■ Lesetext ■
----------

Bei den Paralympics in London vor vier Jahren holte der Behindertenschwimmer Torben Schmidtke Silber - seitdem gehört er in seiner Startklasse zur Weltspitze. Für Gold hat es bei internationalen Wettkämpfen allerdings noch nicht gereicht. Eine neue Klassifizierung der Behindertensportler könnte das in Zukunft ändern.

Von Melanie Last | 30.07.2016
    Der Schwimmer Torben Schmidtke bei der Internationalen Deutschen Meisterschaft IDM im Schwimmen 2015 für Menschen mit Behinderung.
    Die Klassifizierung entscheidet über Karrieren: Der Schwimmer Torben Schmidtke bei der Internationalen Deutschen Meisterschaft IDM im Schwimmen 2015 für Menschen mit Behinderung. (imago sportfotodienst)
    50 Kilometer schwimmt er jede Woche. Daneben Krafttraining an Land und Hypoxietraining im Wasserkanal, Schwimmen gegen den Strom unter Sauerstoffmangel. Macht zusammen neun Trainingseinheiten. Ein hartes Pensum! Und dennoch schafft es Torben Schmidtke, sich immer wieder zu motivieren, auch wenn der Wecker morgens 6:35 Uhr zum Training klingelt. Sich zu schinden, obwohl er weiß, er muss an seine Schmerzgrenze gehen.

----------

■ Schriftliche Aufgabe a ■
Wandle den Teil der Zeilen, der mit der ersten Zeile beginnt und mit der Zeile endet, die „[19,21,34,33]“ enthält, in eine nummerierte Liste um und lass dabei Leerzeilen weg. Beide Grenzzeilen gehören dazu, die Bilder dagegen nicht.

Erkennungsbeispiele
----------

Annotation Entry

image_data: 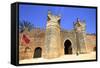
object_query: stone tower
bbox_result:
[74,19,86,53]
[44,11,61,59]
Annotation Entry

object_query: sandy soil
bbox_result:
[19,52,96,64]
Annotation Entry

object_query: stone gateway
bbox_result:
[19,11,96,60]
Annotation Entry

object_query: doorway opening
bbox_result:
[64,40,72,54]
[33,47,42,58]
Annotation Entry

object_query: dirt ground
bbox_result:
[19,52,96,64]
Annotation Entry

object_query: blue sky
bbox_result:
[19,4,96,33]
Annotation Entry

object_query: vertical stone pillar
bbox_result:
[44,13,61,59]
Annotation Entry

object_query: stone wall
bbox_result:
[19,29,96,60]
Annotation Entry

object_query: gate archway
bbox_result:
[64,40,72,54]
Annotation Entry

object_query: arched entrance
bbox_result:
[33,47,42,58]
[64,40,72,54]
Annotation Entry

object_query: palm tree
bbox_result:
[19,21,34,33]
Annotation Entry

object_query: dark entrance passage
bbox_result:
[64,40,72,54]
[33,47,42,58]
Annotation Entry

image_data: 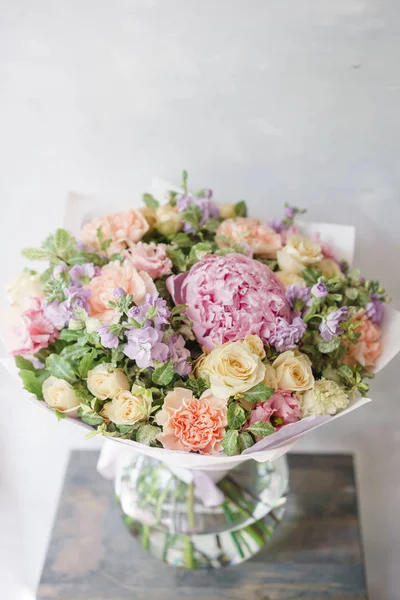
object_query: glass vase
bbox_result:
[115,454,288,569]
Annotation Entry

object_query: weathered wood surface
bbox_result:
[37,451,367,600]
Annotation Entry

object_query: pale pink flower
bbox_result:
[124,242,172,279]
[81,208,149,256]
[216,217,282,258]
[11,298,59,356]
[167,254,290,350]
[344,310,383,367]
[156,388,227,454]
[86,260,157,325]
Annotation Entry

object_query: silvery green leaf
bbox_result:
[249,421,275,437]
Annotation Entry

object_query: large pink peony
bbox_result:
[81,208,149,256]
[156,388,227,454]
[11,298,59,356]
[86,260,157,325]
[124,242,172,279]
[167,254,290,350]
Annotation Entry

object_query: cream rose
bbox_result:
[197,341,265,399]
[101,386,151,425]
[272,350,314,392]
[275,271,306,287]
[155,204,183,237]
[87,363,129,400]
[276,235,322,273]
[42,375,81,416]
[6,270,43,312]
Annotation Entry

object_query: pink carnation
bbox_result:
[11,298,59,356]
[81,208,149,256]
[167,254,290,350]
[156,388,227,454]
[124,242,172,279]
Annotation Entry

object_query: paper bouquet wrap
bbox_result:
[1,175,400,474]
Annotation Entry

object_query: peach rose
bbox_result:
[86,260,157,325]
[124,242,172,279]
[216,217,282,258]
[81,208,149,256]
[344,310,382,367]
[156,388,227,454]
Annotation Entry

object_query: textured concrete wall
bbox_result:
[0,0,400,600]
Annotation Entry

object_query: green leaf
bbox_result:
[222,429,240,456]
[21,248,52,260]
[78,404,104,426]
[46,354,76,381]
[227,402,247,429]
[152,360,174,387]
[249,421,275,437]
[54,229,75,255]
[241,383,275,403]
[167,246,186,271]
[61,344,88,361]
[72,381,94,404]
[183,204,203,231]
[238,431,254,453]
[143,194,160,210]
[136,425,161,446]
[18,369,43,400]
[78,349,97,379]
[14,356,35,371]
[318,338,341,354]
[235,200,247,217]
[301,267,319,286]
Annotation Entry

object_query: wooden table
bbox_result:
[37,451,367,600]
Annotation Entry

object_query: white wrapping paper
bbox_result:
[0,184,400,488]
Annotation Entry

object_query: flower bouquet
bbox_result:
[2,172,399,567]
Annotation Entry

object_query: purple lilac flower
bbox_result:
[113,288,126,298]
[319,306,349,342]
[128,294,171,329]
[168,333,192,377]
[269,317,307,352]
[283,206,294,219]
[285,283,311,308]
[69,263,100,287]
[268,219,285,233]
[176,190,220,233]
[365,294,385,325]
[97,325,119,348]
[311,281,328,300]
[124,327,169,369]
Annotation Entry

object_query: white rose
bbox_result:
[87,363,129,400]
[6,270,43,312]
[272,350,314,392]
[101,386,151,425]
[42,375,81,416]
[276,235,322,273]
[155,204,183,236]
[300,377,349,418]
[196,341,265,399]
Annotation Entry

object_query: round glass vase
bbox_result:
[115,453,288,569]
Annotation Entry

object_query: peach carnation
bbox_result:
[124,242,172,279]
[344,310,382,367]
[216,217,282,258]
[86,260,157,324]
[156,388,227,454]
[81,208,149,256]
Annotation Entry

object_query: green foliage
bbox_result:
[249,421,275,438]
[227,402,247,429]
[152,360,175,387]
[241,383,275,403]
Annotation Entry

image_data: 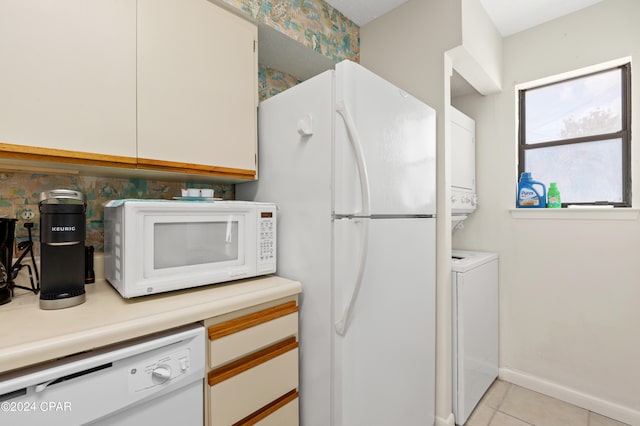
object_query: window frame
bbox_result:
[517,61,631,207]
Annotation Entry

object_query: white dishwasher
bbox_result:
[451,250,499,425]
[0,324,205,426]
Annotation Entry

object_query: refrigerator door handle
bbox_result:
[336,217,370,336]
[335,101,371,336]
[336,101,371,216]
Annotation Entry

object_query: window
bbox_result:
[518,64,631,207]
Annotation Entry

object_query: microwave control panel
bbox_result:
[258,209,276,272]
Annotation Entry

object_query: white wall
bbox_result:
[453,0,640,425]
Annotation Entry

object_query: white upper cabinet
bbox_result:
[0,0,136,158]
[137,0,258,179]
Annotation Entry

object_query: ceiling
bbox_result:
[325,0,602,37]
[325,0,602,97]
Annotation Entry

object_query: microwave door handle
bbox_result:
[224,219,233,244]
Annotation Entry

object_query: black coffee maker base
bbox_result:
[0,286,11,305]
[40,293,87,310]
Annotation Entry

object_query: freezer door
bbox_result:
[334,219,435,426]
[334,61,436,214]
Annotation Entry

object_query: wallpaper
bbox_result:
[258,65,300,101]
[0,173,235,252]
[222,0,360,62]
[0,0,360,251]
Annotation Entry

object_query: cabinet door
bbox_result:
[137,0,258,178]
[0,0,136,158]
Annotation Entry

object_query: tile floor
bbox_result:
[465,380,628,426]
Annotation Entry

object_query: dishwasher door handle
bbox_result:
[34,379,58,393]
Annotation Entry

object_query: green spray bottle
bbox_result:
[547,182,562,209]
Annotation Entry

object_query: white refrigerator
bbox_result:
[236,61,436,426]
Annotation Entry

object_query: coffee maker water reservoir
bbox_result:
[39,189,86,309]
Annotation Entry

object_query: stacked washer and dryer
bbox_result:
[451,107,499,425]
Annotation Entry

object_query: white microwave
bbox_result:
[104,200,276,298]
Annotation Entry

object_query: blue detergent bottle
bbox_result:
[516,172,547,209]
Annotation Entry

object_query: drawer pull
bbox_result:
[208,337,298,386]
[232,389,298,426]
[208,301,298,340]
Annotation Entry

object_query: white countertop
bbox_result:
[0,276,302,373]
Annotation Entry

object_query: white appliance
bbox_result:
[451,250,499,425]
[104,200,276,297]
[236,61,436,426]
[0,325,205,426]
[449,107,477,231]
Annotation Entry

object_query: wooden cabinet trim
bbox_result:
[137,158,256,180]
[208,301,298,340]
[232,389,298,426]
[0,142,137,168]
[208,337,298,386]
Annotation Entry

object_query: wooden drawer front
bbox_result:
[208,338,298,426]
[233,390,299,426]
[254,397,299,426]
[208,302,298,368]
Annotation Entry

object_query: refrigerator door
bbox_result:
[236,71,334,426]
[334,61,436,215]
[334,218,435,426]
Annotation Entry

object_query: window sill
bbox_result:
[509,207,640,220]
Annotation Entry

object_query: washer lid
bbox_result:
[451,250,498,272]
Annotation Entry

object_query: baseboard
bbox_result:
[435,413,456,426]
[498,368,640,425]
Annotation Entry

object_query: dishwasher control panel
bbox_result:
[129,349,191,393]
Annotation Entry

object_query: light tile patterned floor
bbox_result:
[465,380,628,426]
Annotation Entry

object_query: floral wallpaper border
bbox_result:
[219,0,360,62]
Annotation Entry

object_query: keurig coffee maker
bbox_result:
[39,189,86,309]
[0,217,16,305]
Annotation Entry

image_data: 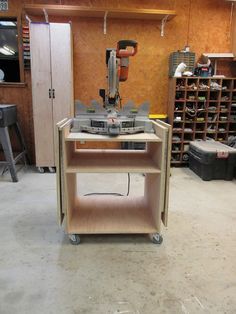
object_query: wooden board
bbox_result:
[24,4,176,20]
[156,121,172,227]
[54,119,67,225]
[30,23,55,167]
[66,132,161,142]
[50,23,74,140]
[66,150,160,173]
[68,196,156,234]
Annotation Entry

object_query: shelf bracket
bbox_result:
[103,11,108,35]
[161,15,169,37]
[25,14,31,24]
[43,8,49,23]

----------

■ Schriftliche Aufgabe b ■
Fasse den Absatz des Artikels über Torben Schmidtke, der mit „50 Kilometer schwimmt er jede Woche“ beginnt, als Stichpunktliste zusammen und behalte seine wesentlichen Fakten bei.

■ Lösung der Aufgabe a ■
1. Annotation Entry
2. image_data: 
3. object_query: stone tower
4. bbox_result:
5. [74,19,86,53]
6. [44,11,61,59]
7. Annotation Entry
8. object_query: sandy soil
9. bbox_result:
10. [19,52,96,64]
11. Annotation Entry
12. object_query: stone gateway
13. bbox_result:
14. [19,11,96,60]
15. Annotation Entry
16. object_query: doorway opening
17. bbox_result:
18. [64,40,72,54]
19. [33,47,42,58]
20. Annotation Entry
21. object_query: dirt ground
22. bbox_result:
23. [19,52,96,64]
24. Annotation Entry
25. object_query: blue sky
26. bbox_result:
27. [19,4,96,33]
28. Annotation Entry
29. object_query: vertical stone pillar
30. bbox_result:
31. [44,13,61,59]
32. Annotation Entry
33. object_query: stone wall
34. bbox_result:
35. [19,29,96,60]
36. Annotation Entry
37. object_query: gate archway
38. bbox_result:
39. [64,40,72,54]
40. Annotation Entry
41. object_query: arched entrance
42. bbox_result:
43. [33,47,42,58]
44. [64,40,72,54]
45. Annotation Entry
46. object_query: palm tree
47. bbox_result:
48. [19,21,34,33]

■ Lösung der Aufgabe b ■
- Er schwimmt jede Woche 50 Kilometer.
- Dazu kommen Krafttraining an Land und Hypoxietraining im Wasserkanal, also Schwimmen gegen den Strom unter Sauerstoffmangel.
- Zusammen sind das neun Trainingseinheiten, ein hartes Pensum.
- Torben Schmidtke motiviert sich trotzdem immer wieder, auch wenn der Wecker morgens um 6:35 Uhr zum Training klingelt.
- Er schindet sich, obwohl er weiß, dass er an seine Schmerzgrenze gehen muss.